◆ **Exercise goal**: Each entry below is to be duplicated verbatim.

......

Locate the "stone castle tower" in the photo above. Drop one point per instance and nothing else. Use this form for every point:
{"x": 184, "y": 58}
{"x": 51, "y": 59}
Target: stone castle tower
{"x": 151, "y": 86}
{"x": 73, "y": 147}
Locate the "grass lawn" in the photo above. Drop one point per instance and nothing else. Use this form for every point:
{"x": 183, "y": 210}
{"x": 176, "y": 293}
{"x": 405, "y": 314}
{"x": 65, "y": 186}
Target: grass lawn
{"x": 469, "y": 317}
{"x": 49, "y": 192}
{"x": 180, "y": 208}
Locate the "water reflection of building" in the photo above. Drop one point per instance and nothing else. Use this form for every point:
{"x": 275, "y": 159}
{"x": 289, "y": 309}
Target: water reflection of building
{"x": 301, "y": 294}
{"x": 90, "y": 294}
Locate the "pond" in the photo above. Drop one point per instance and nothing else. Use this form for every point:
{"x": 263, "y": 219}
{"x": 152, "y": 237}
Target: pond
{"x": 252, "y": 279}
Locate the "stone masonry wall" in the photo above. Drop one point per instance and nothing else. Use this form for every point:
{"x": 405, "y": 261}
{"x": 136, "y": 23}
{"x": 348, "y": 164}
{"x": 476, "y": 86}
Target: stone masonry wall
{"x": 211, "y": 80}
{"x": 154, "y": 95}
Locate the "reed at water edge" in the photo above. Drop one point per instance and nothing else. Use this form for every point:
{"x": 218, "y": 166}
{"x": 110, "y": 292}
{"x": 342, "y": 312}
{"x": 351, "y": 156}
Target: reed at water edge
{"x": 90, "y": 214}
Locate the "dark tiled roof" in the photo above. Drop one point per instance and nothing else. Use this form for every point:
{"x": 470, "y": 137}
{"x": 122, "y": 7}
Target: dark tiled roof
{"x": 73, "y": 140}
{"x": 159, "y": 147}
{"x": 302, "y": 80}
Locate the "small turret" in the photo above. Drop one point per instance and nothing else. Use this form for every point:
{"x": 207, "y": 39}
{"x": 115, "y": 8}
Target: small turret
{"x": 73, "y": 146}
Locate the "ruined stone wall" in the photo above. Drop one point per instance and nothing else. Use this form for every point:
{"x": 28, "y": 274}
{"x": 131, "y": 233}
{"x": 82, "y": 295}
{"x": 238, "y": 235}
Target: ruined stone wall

......

◆ **Solution to this exercise**:
Locate the "stone castle tower" in the photo above. Drop one point per instance and nothing else. Use this form for every point:
{"x": 184, "y": 58}
{"x": 51, "y": 59}
Target: stone castle tower
{"x": 151, "y": 86}
{"x": 73, "y": 147}
Locate the "grass lawn" in the photo above. Drop one point per instance and nothing else. Use this form for every point:
{"x": 183, "y": 210}
{"x": 176, "y": 293}
{"x": 405, "y": 314}
{"x": 65, "y": 186}
Target: grass lawn
{"x": 469, "y": 317}
{"x": 49, "y": 192}
{"x": 180, "y": 208}
Locate the "water reflection of building" in the photo above. Drop one point per instance and nothing else. Use this form for every point:
{"x": 275, "y": 159}
{"x": 289, "y": 309}
Target: water reflection of building
{"x": 301, "y": 294}
{"x": 90, "y": 294}
Locate the "pond" in the photo above. Drop one point per instance and nothing else. Use this form for every point:
{"x": 263, "y": 219}
{"x": 152, "y": 237}
Target: pond
{"x": 252, "y": 279}
Locate the "stone masonry wall" in the photo above. Drop one point per instance and nothing else. Use this form for every point:
{"x": 405, "y": 261}
{"x": 136, "y": 23}
{"x": 348, "y": 164}
{"x": 476, "y": 86}
Target: stone masonry wall
{"x": 211, "y": 80}
{"x": 154, "y": 95}
Locate the "reed at water edge" in the photo above. Drop one point per instance and nothing else. Use this form for every point:
{"x": 218, "y": 166}
{"x": 110, "y": 292}
{"x": 342, "y": 312}
{"x": 351, "y": 156}
Target: reed at water edge
{"x": 90, "y": 214}
Locate the "dark tiled roof" in the photo above. Drop one point per instance and nothing else. Use this form for every point:
{"x": 470, "y": 137}
{"x": 122, "y": 7}
Target: dark tiled roof
{"x": 73, "y": 140}
{"x": 159, "y": 147}
{"x": 302, "y": 80}
Locate the "small turret" in the photo above. Drop one point per instance and nothing else. Use this form for every point:
{"x": 207, "y": 39}
{"x": 115, "y": 8}
Target: small turret
{"x": 73, "y": 146}
Locate the "ruined stone wall" in the photo above. Drop one point per instance and nothing else. Use this form for every point:
{"x": 28, "y": 274}
{"x": 131, "y": 233}
{"x": 82, "y": 295}
{"x": 238, "y": 235}
Target: ruined stone wall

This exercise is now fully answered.